▸ **EXERCICES**:
1. Imprimez, dans le texte sur la Fête nationale, tout ce qui va de « Mais il y a » jusqu'à « ils ont applaudi. ».
2. D'après le texte sur la Fête nationale, quelle fonction M. Mario Beaulieu occupe-t-il ?
3. Rédigez la suite du texte sur la Fête nationale à partir de l'endroit où il s'arrête.

#### TEXTE CHOISI

Le bon sens et l'ouverture ont triomphé. L'Association culturelle Louis-Hébert a fait volte-face et réintégrera les deux groupes qui avaient été exclus du spectacle de la Saint-Jean à Rosemont, parce qu'ils auraient chanté en anglais.

Cet incident est rassurant à plusieurs égards. Car si cette censure culturelle et linguistique a été évitée, c'est grâce au tollé qu'elle a provoqué. Pas parce que les lobbies anglophones se sont déchaînés. Mais parce que des francophones, en très grand nombre, ont exprimé leur malaise devant ce sursaut d'étroitesse.

Mais il y a une ombre au tableau. Il y a du monde qui ont appuyé ce sursaut d'anglophobie. À commencer par M. Mario Beaulieu qui, en tant que président de la Société Saint-Jean-Baptiste de Montréal, est le «big boss» de la Fête nationale à Montréal. Les ayatollahs sont bien là. Et ils ont applaudi.

On a néanmoins fait du chemin. Le 24 juin n'est plus la fête du saint patron des Canadiens-français, mais la Fête nationale des Québécois. Pour un nombre croissant de gens, cela signifie que c'est la fête de tout le monde, y compris des allophones, y compris de la minorité anglophone. Le fait de les associer à la fête, même dans leur langue, est une mesure des progrès accomplis. L'expression d'une nation plus mûre, plus sûre d'elle, capable d'être vraiment inclusive, capable de refléter les complexités et les contradictions de la société.

Mais cette ouverture ne fait pas que des heureux. Certains francophones ressentent un malaise, surtout parmi ceux qui croient que le français est menacé. On souhaite que la Saint-Jean se passe en français, de crainte que la présence de l'anglais à la Fête nationale n'envoie de mauvais messages. On peut chanter en wolof, en espagnol ou en créole, mais pas en anglais, la langue perçue comme une menace.

########
#### DONNÉES FOURNIES

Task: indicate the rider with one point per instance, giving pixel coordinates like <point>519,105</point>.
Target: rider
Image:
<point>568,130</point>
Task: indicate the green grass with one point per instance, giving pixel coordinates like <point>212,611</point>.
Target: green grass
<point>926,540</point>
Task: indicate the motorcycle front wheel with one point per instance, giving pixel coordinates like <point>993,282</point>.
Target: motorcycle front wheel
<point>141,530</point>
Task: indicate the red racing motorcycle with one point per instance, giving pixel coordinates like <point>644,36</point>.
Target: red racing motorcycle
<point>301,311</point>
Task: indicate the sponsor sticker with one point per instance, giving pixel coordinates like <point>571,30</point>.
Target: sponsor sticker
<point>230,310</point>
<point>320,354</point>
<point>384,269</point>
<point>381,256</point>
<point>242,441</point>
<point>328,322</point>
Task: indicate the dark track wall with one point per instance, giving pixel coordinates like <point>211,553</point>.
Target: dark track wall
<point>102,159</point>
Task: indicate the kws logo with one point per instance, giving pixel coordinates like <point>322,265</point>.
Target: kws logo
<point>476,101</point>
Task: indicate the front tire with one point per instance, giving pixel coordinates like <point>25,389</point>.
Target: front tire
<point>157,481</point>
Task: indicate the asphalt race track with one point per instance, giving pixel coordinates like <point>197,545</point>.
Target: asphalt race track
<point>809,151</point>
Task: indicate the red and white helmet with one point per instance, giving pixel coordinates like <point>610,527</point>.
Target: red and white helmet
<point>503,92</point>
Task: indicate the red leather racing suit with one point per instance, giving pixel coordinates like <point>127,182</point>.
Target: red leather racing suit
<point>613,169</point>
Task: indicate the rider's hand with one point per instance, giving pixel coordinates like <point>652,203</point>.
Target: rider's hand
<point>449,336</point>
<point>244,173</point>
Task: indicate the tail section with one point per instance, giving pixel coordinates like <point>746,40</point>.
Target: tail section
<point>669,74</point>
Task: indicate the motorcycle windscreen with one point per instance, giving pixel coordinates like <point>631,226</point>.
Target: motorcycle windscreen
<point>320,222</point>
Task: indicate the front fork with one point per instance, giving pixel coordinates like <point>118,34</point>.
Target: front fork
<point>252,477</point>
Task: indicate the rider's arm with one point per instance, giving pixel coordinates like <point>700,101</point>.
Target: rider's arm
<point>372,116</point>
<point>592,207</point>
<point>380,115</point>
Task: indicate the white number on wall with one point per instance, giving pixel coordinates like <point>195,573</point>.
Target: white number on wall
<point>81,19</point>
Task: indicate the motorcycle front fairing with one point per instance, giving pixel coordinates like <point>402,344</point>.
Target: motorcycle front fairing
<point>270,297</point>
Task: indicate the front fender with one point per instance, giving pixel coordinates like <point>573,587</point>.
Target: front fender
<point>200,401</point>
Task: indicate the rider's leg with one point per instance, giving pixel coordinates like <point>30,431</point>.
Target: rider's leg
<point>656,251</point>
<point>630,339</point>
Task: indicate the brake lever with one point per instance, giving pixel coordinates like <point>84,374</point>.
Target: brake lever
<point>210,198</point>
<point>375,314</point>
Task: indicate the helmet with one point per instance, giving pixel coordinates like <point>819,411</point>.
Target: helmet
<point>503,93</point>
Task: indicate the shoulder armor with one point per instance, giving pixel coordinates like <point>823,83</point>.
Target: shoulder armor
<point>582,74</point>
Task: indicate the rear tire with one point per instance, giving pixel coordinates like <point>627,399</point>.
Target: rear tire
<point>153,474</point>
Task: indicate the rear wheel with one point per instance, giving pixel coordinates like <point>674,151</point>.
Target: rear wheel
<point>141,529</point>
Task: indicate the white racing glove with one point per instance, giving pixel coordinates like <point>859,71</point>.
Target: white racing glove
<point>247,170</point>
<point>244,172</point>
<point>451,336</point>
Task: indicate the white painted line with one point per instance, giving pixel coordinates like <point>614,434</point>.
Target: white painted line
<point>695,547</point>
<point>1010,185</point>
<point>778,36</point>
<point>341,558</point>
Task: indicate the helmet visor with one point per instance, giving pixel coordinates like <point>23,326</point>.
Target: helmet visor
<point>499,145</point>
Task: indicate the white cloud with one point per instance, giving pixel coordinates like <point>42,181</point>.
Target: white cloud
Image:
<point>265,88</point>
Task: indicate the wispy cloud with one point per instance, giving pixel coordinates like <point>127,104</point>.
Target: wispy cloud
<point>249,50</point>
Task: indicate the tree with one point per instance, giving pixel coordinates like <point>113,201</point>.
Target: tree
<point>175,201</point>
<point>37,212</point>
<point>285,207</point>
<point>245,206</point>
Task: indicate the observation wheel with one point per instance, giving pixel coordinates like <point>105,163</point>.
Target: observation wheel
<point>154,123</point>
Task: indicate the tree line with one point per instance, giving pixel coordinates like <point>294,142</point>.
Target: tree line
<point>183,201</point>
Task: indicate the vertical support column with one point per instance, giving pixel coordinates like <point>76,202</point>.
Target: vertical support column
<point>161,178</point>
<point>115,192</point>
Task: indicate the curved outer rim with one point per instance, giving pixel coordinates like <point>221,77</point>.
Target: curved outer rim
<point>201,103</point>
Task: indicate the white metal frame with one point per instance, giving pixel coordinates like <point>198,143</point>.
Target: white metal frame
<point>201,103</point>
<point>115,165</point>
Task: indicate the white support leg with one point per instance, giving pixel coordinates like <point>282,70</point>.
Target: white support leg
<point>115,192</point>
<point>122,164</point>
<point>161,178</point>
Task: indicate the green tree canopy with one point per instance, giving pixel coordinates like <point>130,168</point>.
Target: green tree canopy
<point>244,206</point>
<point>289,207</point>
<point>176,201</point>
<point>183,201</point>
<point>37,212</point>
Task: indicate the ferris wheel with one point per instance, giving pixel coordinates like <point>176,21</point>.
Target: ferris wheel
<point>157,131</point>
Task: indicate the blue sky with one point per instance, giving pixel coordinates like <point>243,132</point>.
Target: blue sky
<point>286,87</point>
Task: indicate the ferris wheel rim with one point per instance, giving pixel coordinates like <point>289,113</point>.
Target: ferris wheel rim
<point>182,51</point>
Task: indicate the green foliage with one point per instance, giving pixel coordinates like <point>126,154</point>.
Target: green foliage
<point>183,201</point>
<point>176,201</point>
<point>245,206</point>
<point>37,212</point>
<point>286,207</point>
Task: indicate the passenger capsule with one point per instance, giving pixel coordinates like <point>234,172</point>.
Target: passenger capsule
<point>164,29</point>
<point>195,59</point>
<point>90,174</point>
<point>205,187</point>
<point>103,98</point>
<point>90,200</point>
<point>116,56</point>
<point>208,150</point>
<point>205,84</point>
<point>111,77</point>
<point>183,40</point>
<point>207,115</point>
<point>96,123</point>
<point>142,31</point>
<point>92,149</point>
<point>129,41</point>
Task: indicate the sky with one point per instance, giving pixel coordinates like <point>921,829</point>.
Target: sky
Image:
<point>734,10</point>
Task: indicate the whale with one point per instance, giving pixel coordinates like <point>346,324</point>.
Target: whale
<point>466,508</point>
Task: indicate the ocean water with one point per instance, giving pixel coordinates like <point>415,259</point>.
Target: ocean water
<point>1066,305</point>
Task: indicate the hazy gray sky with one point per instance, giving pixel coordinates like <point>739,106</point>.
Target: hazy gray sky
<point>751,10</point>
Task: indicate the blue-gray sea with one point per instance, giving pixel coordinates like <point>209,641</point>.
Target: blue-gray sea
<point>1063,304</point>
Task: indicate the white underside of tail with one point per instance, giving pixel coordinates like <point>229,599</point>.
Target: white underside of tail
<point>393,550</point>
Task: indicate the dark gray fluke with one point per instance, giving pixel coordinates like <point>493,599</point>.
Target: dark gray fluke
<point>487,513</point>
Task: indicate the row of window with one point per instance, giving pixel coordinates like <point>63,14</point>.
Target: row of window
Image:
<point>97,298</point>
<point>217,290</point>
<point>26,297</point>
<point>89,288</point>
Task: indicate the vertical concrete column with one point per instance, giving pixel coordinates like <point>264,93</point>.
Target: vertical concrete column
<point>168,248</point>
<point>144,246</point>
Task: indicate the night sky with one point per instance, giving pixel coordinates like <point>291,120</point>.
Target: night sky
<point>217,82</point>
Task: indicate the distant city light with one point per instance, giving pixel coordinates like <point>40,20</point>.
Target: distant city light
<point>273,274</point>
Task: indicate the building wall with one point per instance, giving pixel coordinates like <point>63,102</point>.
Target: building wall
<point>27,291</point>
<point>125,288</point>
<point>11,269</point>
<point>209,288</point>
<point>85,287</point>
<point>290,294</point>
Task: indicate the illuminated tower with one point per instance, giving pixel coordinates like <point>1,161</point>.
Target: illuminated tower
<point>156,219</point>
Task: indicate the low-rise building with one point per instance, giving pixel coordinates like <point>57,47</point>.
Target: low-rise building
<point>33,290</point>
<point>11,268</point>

########

▸ **CORRIGÉ DES EXERCICES**:
1.
Mais il y a une ombre au tableau. Il y a du monde qui ont appuyé ce sursaut d'anglophobie. À commencer par M. Mario Beaulieu qui, en tant que président de la Société Saint-Jean-Baptiste de Montréal, est le «big boss» de la Fête nationale à Montréal. Les ayatollahs sont bien là. Et ils ont applaudi.

2. Il est président de la Société Saint-Jean-Baptiste de Montréal.

3.
Hélas, parfois, l'opposition à l'anglais peut aller plus loin, quand la défense du français se transforme en bataille contre l'anglais, contre les anglophones et leurs institutions, par exemple leur hôpital universitaire. Ce courant anglophobe, on ne le trouve pas seulement dans des groupes marginaux, mais dans des organismes qui ont pignon sur rue, comme le Mouvement Montréal français comme la Société Saint-Jean Baptiste de Montréal.

Le problème - et il est de taille - c'est que ce sont ces purs et durs qui contrôlent la Fête nationale. Dans une aberration que j'ai dénoncée depuis des années, le gouvernement du Québec confie l'organisation de la fête, et les fonds qui vont avec, au Mouvement national des Québécois, et à la SSJBM à Montréal, des organismes militants, des radicaux au sein du mouvement souverainiste.

Comment peut-on réaliser une fête rassembleuse quand ses organisateurs sont des militants portés à l'affrontement? Pour éviter le dogmatisme et la pensée unique, pour éviter des dérapages, le gouvernement Charest, s'il en avait le courage politique, devrait en toute logique confier l'organisation de la fête nationale à un organisme neutre.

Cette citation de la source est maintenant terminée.